Work to complete | Starting at the line with "The pointer SHOULD return, for each instance of the woman's left", set down each line of the entries below through the last one, exactly as it stands.

--- Dataset excerpts Enclosed Below ---

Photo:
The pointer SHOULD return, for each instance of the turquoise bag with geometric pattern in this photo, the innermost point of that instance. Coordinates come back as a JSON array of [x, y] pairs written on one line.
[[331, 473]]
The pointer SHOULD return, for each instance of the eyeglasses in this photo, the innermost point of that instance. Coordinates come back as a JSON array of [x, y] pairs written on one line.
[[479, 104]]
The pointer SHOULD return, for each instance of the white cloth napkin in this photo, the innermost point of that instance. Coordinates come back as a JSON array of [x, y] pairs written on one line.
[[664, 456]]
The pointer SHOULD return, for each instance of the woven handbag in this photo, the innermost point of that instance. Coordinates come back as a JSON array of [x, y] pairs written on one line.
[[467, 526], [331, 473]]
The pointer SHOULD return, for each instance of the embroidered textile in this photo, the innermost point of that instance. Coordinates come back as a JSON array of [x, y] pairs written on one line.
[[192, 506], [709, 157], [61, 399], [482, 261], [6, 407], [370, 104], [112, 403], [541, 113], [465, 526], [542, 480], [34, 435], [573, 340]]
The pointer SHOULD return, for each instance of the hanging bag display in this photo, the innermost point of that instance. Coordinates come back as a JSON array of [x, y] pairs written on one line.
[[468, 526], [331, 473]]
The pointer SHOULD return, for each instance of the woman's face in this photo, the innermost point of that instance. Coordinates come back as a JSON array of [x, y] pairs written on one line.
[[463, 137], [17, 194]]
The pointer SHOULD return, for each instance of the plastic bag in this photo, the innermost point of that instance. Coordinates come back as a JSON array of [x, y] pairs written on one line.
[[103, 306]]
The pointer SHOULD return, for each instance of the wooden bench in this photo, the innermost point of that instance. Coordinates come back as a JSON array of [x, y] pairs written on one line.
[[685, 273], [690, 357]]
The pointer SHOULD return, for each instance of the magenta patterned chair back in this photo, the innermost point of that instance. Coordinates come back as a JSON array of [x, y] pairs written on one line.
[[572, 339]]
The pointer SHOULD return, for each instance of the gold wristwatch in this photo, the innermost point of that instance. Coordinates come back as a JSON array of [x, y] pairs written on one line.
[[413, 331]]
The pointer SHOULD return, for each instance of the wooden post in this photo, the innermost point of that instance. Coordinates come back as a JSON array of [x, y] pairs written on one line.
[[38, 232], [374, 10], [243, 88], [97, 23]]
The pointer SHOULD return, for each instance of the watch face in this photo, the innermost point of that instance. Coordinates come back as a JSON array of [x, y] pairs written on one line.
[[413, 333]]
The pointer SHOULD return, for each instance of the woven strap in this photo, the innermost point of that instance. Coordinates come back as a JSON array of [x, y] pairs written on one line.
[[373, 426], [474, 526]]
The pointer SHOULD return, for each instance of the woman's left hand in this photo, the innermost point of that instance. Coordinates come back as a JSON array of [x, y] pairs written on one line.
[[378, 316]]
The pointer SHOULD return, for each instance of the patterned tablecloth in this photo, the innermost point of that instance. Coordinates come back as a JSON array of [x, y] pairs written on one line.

--- End of Enclosed Dataset excerpts ---

The answer |
The pointer SHOULD return, for each instance of the woman's left hand in this photo, the innermost point of that instance. Coordinates come back as a JSON array of [x, y] pairs written on one line.
[[378, 316]]
The pointer SHOULD return, for each instance of the patterned tablecloth in this photo, the innermost point of that instance. Coordinates come back as a JSON array of [x, y] pairs written on one line.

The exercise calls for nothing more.